- Set task -
Format the stretch from the start of the records through the line containing "point(49, 51)" as a two-column CSV with the headers text and answer, one row per record. Put each record's text and its answer in a single quoted field each, with line breaks replaced by spaces.

Data entries
-=-=-=-=-

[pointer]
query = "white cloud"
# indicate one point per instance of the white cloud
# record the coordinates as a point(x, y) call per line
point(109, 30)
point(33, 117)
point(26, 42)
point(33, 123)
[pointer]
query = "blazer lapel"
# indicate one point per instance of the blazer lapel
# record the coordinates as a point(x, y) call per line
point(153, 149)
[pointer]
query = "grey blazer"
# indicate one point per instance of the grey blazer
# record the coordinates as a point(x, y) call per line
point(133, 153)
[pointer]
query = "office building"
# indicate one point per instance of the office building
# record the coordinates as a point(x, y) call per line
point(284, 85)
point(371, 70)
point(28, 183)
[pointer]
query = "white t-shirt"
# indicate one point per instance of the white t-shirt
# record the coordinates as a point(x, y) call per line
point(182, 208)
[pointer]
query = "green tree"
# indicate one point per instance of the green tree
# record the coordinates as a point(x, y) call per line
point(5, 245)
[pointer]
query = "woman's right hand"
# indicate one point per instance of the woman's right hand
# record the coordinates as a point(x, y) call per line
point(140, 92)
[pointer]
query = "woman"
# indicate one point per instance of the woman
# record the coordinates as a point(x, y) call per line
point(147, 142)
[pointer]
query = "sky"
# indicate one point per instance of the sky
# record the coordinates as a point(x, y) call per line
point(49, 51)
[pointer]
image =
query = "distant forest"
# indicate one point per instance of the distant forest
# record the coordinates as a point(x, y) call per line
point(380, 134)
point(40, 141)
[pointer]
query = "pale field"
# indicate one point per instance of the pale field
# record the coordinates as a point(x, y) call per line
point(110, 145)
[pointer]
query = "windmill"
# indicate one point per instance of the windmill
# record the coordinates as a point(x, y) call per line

-=-=-=-=-

- Solution -
text,answer
"[pointer] query = ""white cloud"" # indicate one point per instance of the white cloud # record the coordinates as a point(x, y) call per line","point(109, 30) point(33, 117) point(26, 42) point(33, 123)"
"[pointer] query = ""blazer lapel"" # indicate one point per instance of the blazer lapel # record the coordinates as a point(x, y) call per line","point(153, 149)"
"[pointer] query = ""grey blazer"" # indicate one point per instance of the grey blazer # record the coordinates as a point(x, y) call per line","point(133, 153)"
"[pointer] query = ""office building"" # indicate one point per instance of the office building # record the coordinates as a point(x, y) call per line","point(284, 85) point(371, 70) point(28, 183)"
"[pointer] query = ""white t-shirt"" # indicate one point per instance of the white t-shirt # record the coordinates as a point(x, y) call per line","point(182, 208)"
"[pointer] query = ""green tree"" # indicate one point per instance of the green tree # record the coordinates as a point(x, y) call per line","point(5, 245)"
"[pointer] query = ""woman's right hand"" # indicate one point per instance of the woman's right hand # record the coordinates as a point(x, y) call per line","point(140, 92)"
"[pointer] query = ""woman"" # indicate one point per instance of the woman # record the coordinates as a point(x, y) call per line","point(147, 142)"
"[pointer] query = ""sky"" # indicate one point per instance of the sky # record the coordinates as a point(x, y) call per line","point(49, 51)"